▸ Exercise task:
Rewrite every line of the material below in order, keeping the lines that begin with "Target:" unchanged. Shift each coordinate pair by adding 20 to both of its numbers.

+ + + +

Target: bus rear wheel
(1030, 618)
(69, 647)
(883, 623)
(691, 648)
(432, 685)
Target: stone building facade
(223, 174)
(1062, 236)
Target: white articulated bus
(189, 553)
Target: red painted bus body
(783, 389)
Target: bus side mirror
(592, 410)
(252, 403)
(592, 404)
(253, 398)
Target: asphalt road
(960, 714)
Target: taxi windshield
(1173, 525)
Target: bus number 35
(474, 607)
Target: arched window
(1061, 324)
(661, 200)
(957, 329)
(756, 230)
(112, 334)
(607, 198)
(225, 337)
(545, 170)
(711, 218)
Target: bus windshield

+ + + +

▸ Finished exercise:
Target: bus rear wheel
(1050, 638)
(89, 667)
(903, 643)
(711, 668)
(452, 705)
Target: stone building facade
(243, 194)
(1082, 256)
Target: white articulated bus
(209, 573)
Target: red painted bus body
(803, 409)
Target: bus side mirror
(612, 430)
(272, 423)
(612, 424)
(273, 418)
Target: asphalt road
(980, 734)
Target: taxi windshield
(1193, 545)
Target: bus number 35
(494, 627)
Target: arched window
(1081, 344)
(681, 220)
(977, 349)
(776, 250)
(132, 354)
(627, 218)
(245, 357)
(565, 190)
(731, 238)
Target: bus windshield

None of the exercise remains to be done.